ACTIVITY ->
Answer these questions from the spring garden notes below:
1. What color are the forsythia blooming behind the visitor center?
2. How do the leaves of wild leek differ in appearance from those of trout lily?
3. Where is Siberian squill native to?

Spring Slowly Comes

By Greg Lecker

This Sunday morning, the sun is trying so hard to break through the light cloud cover.  Bright yellow forsythia are blooming in the display gardens behind the visitor center and near the parking lot of the shade tree exhibit. Male red-winged blackbirds have returned; and they are calling with buzzing metallic trills.

In the woodland garden, Snow Trillium is still the most obvious bloom.More flowers are on the way.  Leaves of trout lily and wild leek leaves inter-mingle amidst spent brown leaf litter.  Leaf shape is similar; yet there are ways to tell the difference.  Wild leek leaves are mostly solid green with subtle reddish streaking; trout lily leaves are mottled gray green and brown.  Trout lily flowers bloom while their leaves are visible, before the leaves disappear.  Wild leek flowers emerge only after the leaves disappear.

Trout Lily and Wild Leek Leaves
Trout Lily and Wild Leek Leaves

A pretty blue violet flower has naturalized small portions of the woodland wildflower garden.  However, Siberian squill (Scilla siberica) is native to southwestern Russia and Turkey, not Minnesota.

Siberian Squill
Siberian Squill

Woodland Poppy and Turk’s Cap Lily foliage has emerged; and their hardy foliage is unshaken by the wind and cold of fickle April.Virginia bluebell foliage is tucked cozily next to a boulder for protection.  Flowers won’t emerge until May.

Deeper within the woodland, wild ginger has emerged with folded leaves that resemble snake heads – thus lending the name “Adder Tongue” to the plant.

SOURCE INFORMATION ->
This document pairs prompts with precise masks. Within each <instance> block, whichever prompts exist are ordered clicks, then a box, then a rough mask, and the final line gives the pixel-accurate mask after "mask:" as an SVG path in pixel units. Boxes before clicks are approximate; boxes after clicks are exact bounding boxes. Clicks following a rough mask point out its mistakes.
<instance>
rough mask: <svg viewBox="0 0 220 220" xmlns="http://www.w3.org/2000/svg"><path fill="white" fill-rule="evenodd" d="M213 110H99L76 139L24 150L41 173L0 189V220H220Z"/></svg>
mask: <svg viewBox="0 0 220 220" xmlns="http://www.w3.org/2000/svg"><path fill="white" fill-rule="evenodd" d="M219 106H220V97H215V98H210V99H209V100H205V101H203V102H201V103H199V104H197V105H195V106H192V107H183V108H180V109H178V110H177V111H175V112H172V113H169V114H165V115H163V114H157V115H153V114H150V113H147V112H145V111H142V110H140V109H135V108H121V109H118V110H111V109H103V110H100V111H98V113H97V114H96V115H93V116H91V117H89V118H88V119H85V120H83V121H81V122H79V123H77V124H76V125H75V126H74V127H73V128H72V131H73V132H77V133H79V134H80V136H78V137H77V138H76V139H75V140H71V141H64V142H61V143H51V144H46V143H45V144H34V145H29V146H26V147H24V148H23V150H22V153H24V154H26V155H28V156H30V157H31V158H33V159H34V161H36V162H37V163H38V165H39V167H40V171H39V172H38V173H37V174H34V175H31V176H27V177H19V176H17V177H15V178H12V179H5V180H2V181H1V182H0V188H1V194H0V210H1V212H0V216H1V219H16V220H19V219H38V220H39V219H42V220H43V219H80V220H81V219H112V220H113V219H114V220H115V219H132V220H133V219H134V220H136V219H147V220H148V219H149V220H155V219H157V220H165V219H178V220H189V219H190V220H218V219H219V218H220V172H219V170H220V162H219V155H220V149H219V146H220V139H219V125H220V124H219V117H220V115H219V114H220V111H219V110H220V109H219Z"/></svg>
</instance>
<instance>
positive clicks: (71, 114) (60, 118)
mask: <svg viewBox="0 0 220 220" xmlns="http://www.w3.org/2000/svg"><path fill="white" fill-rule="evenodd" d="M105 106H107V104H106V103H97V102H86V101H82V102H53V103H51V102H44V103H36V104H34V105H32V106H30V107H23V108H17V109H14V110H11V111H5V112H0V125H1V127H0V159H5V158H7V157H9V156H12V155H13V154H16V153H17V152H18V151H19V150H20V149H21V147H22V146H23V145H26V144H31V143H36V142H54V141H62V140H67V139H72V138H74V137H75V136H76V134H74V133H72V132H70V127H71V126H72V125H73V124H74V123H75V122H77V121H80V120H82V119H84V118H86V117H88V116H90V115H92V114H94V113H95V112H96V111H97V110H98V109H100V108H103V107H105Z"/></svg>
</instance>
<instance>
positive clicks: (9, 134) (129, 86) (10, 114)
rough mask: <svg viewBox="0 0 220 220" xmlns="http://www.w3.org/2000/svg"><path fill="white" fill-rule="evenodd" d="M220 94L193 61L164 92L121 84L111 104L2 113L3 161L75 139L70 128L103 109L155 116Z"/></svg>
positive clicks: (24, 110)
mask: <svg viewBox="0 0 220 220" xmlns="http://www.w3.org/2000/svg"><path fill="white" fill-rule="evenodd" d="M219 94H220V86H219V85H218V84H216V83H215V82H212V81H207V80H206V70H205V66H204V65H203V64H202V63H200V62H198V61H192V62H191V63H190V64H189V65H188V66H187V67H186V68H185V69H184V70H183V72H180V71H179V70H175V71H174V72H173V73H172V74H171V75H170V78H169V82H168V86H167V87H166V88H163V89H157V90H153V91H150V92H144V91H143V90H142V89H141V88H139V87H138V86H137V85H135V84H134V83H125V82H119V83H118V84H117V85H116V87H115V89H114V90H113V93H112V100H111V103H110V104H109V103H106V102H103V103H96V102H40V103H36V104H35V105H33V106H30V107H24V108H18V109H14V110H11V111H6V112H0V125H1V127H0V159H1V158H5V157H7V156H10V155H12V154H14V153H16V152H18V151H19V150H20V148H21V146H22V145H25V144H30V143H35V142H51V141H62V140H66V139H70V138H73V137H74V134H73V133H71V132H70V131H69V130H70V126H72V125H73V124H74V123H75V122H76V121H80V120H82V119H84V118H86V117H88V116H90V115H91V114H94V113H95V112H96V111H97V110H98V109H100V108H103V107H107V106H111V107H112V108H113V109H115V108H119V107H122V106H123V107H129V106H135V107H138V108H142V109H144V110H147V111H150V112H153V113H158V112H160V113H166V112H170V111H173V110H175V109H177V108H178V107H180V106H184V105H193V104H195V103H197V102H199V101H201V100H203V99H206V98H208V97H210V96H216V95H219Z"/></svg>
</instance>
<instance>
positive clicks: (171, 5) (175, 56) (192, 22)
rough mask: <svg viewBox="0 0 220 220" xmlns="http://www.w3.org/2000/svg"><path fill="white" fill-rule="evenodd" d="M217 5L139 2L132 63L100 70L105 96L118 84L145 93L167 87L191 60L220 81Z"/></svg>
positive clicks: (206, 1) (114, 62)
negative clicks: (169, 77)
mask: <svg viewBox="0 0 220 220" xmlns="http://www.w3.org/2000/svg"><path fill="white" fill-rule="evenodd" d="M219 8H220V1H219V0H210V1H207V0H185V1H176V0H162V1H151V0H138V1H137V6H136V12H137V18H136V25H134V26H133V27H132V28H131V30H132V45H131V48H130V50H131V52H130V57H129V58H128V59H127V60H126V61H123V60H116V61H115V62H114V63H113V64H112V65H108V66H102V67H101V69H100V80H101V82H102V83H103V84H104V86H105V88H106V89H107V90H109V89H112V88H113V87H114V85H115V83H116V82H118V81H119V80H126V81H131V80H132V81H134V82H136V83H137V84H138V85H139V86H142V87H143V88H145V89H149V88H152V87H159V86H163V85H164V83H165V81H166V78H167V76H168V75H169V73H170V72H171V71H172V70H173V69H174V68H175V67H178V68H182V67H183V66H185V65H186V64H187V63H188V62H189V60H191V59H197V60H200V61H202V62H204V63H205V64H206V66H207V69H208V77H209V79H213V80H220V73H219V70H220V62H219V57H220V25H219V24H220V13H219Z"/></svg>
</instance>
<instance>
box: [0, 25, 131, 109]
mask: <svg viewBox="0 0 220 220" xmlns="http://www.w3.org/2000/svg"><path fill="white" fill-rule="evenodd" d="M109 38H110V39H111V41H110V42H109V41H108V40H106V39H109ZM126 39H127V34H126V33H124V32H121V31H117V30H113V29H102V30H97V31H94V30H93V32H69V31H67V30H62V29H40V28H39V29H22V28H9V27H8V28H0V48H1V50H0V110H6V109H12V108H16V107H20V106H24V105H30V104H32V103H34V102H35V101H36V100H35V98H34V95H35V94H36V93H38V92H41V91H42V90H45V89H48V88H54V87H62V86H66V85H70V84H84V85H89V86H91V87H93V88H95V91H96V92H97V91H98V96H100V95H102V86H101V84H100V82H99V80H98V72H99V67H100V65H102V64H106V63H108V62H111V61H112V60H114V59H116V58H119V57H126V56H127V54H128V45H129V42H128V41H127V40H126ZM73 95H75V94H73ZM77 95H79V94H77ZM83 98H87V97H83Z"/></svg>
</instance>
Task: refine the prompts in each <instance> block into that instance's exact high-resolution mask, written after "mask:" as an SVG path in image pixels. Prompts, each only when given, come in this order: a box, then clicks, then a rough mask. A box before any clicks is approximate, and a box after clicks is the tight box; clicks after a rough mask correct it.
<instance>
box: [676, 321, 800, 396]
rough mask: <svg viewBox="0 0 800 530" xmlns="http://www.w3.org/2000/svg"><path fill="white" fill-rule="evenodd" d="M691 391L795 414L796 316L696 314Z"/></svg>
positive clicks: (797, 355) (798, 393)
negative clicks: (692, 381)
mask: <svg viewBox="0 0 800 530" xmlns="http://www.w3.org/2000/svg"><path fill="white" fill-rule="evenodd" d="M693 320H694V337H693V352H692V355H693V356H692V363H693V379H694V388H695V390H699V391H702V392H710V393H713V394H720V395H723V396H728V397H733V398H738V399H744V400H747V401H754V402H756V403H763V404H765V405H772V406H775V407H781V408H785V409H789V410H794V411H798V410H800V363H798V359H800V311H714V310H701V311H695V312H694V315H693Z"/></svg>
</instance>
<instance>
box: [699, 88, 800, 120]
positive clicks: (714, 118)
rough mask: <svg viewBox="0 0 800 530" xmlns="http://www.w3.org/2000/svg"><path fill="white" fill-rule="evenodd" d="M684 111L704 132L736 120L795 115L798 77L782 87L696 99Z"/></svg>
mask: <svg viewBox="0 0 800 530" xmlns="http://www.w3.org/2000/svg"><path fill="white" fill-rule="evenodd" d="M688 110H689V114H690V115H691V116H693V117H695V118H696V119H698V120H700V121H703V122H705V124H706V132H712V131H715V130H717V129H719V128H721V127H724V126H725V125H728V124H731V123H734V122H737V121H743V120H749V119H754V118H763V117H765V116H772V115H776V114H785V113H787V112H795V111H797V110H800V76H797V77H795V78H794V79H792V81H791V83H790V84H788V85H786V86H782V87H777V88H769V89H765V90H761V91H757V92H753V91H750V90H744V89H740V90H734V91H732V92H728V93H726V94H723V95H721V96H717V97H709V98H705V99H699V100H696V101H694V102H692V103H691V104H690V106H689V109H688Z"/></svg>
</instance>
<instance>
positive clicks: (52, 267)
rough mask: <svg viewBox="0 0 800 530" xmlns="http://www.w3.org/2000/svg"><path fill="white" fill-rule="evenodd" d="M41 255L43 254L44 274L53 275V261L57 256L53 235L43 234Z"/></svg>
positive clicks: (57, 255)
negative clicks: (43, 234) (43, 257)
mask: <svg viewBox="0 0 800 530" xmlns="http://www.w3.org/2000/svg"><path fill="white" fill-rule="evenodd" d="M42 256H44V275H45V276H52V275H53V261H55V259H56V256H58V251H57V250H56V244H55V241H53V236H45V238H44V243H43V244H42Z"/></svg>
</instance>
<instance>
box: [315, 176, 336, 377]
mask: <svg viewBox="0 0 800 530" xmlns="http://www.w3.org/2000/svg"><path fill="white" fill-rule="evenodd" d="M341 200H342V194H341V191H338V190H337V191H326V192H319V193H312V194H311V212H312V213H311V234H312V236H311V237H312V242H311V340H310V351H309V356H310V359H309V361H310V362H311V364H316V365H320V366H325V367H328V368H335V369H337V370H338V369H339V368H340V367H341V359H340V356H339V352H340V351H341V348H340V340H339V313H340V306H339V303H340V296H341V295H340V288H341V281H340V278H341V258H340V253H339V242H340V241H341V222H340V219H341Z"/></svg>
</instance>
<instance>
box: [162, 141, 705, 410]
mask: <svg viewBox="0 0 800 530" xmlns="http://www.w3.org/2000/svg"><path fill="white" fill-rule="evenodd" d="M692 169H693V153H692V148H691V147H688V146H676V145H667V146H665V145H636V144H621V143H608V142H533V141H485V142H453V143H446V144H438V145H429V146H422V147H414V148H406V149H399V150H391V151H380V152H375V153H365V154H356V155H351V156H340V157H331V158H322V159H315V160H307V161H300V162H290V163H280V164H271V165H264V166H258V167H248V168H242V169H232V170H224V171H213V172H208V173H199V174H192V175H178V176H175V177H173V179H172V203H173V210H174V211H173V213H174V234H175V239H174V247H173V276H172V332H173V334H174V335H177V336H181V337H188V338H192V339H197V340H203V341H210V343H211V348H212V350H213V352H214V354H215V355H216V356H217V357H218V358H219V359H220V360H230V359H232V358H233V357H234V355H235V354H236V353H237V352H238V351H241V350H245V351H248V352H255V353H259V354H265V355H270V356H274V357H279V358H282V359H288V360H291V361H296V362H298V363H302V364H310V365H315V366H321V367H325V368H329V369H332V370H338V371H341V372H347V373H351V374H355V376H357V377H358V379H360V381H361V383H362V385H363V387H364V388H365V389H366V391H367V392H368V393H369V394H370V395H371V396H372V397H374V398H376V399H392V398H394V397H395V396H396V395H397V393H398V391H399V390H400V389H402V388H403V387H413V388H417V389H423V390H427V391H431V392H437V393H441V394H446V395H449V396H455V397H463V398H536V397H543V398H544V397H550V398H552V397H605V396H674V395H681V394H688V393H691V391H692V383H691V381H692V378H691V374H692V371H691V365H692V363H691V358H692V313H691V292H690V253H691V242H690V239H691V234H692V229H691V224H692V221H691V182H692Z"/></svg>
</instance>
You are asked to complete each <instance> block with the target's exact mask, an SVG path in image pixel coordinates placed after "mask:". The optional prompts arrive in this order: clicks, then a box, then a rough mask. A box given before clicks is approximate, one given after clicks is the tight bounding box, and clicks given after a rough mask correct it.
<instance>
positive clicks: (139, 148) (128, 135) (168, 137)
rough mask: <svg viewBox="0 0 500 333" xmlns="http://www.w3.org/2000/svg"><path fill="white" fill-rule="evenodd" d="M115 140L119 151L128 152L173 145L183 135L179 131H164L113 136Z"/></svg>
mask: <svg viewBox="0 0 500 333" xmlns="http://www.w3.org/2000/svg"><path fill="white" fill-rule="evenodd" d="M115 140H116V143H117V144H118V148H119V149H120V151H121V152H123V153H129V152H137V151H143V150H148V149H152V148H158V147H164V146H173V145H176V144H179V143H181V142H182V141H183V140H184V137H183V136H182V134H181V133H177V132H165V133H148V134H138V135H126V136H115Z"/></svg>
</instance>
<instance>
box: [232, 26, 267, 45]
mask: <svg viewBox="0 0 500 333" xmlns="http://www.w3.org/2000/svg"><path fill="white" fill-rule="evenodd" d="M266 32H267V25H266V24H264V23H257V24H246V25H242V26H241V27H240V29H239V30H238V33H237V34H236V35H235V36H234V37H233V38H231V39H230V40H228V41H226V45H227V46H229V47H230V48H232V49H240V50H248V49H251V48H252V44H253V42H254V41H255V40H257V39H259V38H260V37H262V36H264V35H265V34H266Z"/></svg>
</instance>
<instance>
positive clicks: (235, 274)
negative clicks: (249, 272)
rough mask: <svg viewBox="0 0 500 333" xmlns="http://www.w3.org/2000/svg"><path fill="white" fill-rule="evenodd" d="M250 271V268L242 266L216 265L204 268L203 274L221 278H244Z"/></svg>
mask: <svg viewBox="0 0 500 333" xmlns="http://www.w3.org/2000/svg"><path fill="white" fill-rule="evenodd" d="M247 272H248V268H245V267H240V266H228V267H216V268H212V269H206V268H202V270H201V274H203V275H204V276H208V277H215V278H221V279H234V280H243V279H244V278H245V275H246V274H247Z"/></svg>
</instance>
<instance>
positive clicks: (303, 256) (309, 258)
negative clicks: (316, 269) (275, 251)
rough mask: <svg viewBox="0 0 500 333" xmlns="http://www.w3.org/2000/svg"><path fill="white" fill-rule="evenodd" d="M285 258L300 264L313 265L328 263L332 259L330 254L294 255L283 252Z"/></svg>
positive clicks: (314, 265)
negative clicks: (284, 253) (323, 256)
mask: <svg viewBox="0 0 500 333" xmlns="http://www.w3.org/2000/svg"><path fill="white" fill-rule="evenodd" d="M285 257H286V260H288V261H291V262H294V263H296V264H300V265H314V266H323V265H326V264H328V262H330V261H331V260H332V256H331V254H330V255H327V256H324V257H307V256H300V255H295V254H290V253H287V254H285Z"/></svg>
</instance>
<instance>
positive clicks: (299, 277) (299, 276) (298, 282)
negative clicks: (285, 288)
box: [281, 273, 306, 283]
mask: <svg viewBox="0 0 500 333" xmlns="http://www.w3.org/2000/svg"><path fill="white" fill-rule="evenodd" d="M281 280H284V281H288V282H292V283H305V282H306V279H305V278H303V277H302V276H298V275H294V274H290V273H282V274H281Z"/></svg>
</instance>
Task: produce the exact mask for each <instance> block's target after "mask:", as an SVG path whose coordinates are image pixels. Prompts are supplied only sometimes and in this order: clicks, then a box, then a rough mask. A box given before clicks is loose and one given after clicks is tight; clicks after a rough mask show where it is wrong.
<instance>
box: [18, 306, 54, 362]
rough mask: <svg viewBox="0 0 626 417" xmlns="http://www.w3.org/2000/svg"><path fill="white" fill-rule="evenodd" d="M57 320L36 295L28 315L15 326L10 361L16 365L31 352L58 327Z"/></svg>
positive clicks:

SOLUTION FOR THIS EXERCISE ->
1. Bright yellow.
2. Wild leek leaves are mostly solid green with subtle reddish streaking, while trout lily leaves are mottled gray green and brown.
3. Southwestern Russia and Turkey.